* SELECTED EXTRACT:
Markdown2Office

A Java SDK for converting Markdown documents to various office formats including Word, Excel, PDF, and more.

Features

Convert Markdown to multiple formats:
- Word (DOCX)
- Excel (XLSX)
- PDF
- Plain Text (TXT)
- Markdown (MD)
Preserve Markdown structure and formatting
Support for tables, lists, code blocks, and more
Easy-to-use API
Command-line interface

Installation

Maven

<dependency>
    <groupId>io.github.twwch</groupId>
    <artifactId>markdown2office</artifactId>
    <version>1.0.16</version>
</dependency>

Gradle

implementation 'io.github.twwch:markdown2office:1.0.16'

Usage

Basic Usage

import io.github.twwch.markdown2office.Markdown2Office;
import io.github.twwch.markdown2office.model.FileType;

public class Example {
    public static void main(String[] args) throws IOException {
        Markdown2Office converter = new Markdown2Office();
        
        String markdown = "# Hello World\n\nThis is **bold** text.";
        
        // Convert to Word
        converter.convert(markdown, FileType.WORD, "output.docx");
        
        // Convert to PDF
        converter.convert(markdown, FileType.PDF, "output.pdf");
        
        // Convert to Excel
        converter.convert(markdown, FileType.EXCEL, "output.xlsx");
    }
}

Convert Files

// Convert markdown file to Word
converter.convertFile("input.md", FileType.WORD, "output.docx");

// Auto-detect output format from file extension
converter.convertFile("input.md", "output.pdf");

Stream Output

// Write to OutputStream
try (FileOutputStream fos = new FileOutputStream("output.docx")) {
    converter.convert(markdown, FileType.WORD, fos);
}

// Get as byte array
byte[] pdfBytes = converter.convertToBytes(markdown, FileType.PDF);

Command Line

java -jar markdown2office.jar input.md output.docx

Supported Markdown Features

Headings (H1-H6)

* EXERCISES TO COMPLETE:
- A) Repeat the passage of the Markdown2Office documentation starting at "A Java SDK for" and ending at "- Word (DOCX)".
- B) Carry on with the Markdown2Office documentation from the point at which it stops.
The listing comes from a separate source and is not part of the Markdown2Office documentation.

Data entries
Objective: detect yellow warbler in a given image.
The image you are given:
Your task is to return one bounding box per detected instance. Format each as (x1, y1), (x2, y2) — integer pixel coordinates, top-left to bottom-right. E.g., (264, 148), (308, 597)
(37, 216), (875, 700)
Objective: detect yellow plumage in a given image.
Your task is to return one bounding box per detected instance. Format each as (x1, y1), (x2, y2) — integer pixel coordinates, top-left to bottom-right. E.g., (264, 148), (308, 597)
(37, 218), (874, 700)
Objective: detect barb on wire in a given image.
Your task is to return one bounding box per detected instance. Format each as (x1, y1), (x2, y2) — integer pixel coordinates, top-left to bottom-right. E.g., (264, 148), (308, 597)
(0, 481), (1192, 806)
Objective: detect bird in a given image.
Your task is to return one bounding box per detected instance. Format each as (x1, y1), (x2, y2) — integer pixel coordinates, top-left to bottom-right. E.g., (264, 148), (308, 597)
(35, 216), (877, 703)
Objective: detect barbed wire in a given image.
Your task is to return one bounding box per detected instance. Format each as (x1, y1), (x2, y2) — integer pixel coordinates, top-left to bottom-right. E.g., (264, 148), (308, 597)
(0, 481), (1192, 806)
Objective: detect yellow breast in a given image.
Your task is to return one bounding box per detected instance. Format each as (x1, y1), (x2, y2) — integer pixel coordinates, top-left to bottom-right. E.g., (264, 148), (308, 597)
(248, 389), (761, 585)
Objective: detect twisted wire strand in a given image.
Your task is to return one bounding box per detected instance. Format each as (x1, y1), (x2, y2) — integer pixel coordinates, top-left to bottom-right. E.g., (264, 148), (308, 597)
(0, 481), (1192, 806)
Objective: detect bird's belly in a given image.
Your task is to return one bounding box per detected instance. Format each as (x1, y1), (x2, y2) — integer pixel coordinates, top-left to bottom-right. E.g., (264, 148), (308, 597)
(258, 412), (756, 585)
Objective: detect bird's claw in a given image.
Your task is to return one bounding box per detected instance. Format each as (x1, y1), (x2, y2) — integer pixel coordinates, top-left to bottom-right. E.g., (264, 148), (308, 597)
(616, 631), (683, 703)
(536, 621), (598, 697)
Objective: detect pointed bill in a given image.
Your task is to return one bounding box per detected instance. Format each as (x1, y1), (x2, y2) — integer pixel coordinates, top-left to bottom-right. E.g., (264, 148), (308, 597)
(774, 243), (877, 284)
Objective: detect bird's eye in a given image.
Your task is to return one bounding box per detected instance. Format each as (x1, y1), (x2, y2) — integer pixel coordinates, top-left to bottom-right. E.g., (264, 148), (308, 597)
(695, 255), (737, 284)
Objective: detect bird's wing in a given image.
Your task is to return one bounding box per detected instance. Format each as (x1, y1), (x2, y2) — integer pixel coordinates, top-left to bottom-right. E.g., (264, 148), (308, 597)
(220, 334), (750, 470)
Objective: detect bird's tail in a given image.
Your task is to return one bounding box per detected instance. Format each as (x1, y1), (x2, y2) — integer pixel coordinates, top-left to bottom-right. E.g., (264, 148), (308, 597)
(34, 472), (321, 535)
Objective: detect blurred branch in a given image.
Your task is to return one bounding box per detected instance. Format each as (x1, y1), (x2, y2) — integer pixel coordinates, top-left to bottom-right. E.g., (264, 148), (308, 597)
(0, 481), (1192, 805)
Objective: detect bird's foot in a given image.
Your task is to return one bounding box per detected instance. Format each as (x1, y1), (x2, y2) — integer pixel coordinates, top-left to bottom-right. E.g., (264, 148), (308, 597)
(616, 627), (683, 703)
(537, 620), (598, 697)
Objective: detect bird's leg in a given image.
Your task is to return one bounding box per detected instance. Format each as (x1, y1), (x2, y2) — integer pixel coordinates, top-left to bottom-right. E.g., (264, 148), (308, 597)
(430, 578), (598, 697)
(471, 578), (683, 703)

* SOLVED TASKS:
- A)
A Java SDK for converting Markdown documents to various office formats including Word, Excel, PDF, and more.

Features

Convert Markdown to multiple formats:
- Word (DOCX)

- B)
Text formatting (bold, italic, code)
Lists (ordered, unordered, nested)
Blockquotes
Code blocks (with syntax highlighting)
Tables (GitHub Flavored Markdown)
Links
Images (as references)
Horizontal rules
Task lists

Building from Source

# Clone the repository
git clone https://github.com/twwch/markdown2office.git
cd markdown2office

# Build with Maven
mvn clean install

# Run tests
mvn test

Configuration for Maven Central Release

To release to Maven Central, you need to configure the following GitHub Secrets:

GPG_PRIVATE_KEY: Your GPG private key for signing artifacts
GPG_PASSPHRASE: Passphrase for your GPG key
MAVEN_USERNAME: Your Sonatype JIRA username
MAVEN_PASSWORD: Your Sonatype JIRA password

Creating a Release

Create and push a tag:

git tag v1.0.16
git push origin v1.0.16

The GitHub Action will automatically:
- Build and test the project
- Sign the artifacts with GPG
- Deploy to Maven Central
- Create a GitHub Release

Requirements

Java 8 or higher
Maven 3.6 or higher (for building)

Dependencies

Apache POI (Word and Excel support)
iText (PDF generation)
CommonMark (Markdown parsing)
SLF4J (Logging)

License

Apache License 2.0

Contributing

Contributions are welcome! Please feel free to submit a Pull Request.

File Parsing (Enhanced in v1.0.16)

Overview

The library includes a powerful and enhanced file parsing system that can extract content, metadata, and structure from various document formats:

PDF (.pdf) - With hidden layer filtering
Word (.doc, .docx) - Enhanced structure extraction
Excel (.xls, .xlsx) - Improved multi-sheet handling
PowerPoint (.ppt, .pptx)
Text (.txt) - Smart encoding detection
Markdown (.md) - Full CommonMark support
CSV (.csv) - Advanced encoding detection (UTF-8, GBK, GB2312, etc.)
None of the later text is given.